======== Exercise materials

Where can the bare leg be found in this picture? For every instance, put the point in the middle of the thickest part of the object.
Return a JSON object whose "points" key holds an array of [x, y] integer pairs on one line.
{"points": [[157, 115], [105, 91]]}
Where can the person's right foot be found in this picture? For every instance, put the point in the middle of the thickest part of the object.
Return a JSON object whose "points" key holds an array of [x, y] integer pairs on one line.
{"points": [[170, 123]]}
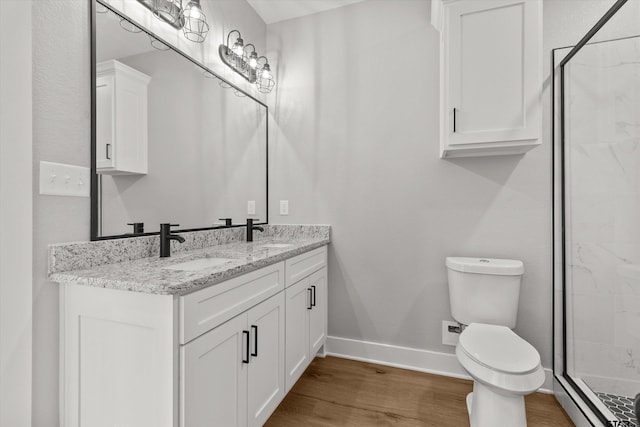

================

### Problem to work on
Every entry, exactly as written: transcribe it, passing over any pictures.

### Answer space
Where can the bare leg be found in this picture? For every instance, put the point in the middle of the thickest part of the object.
Return a JSON object whose "points" key holds an array of [x, y] integer pairs on one line.
{"points": [[157, 115], [105, 91]]}
Where can the person's right foot be found in this picture? For every instance, put the point in the middle of the thickest part of the object.
Return a JSON object whose "points" key holds an array of [x, y] integer pairs on one line.
{"points": [[170, 123]]}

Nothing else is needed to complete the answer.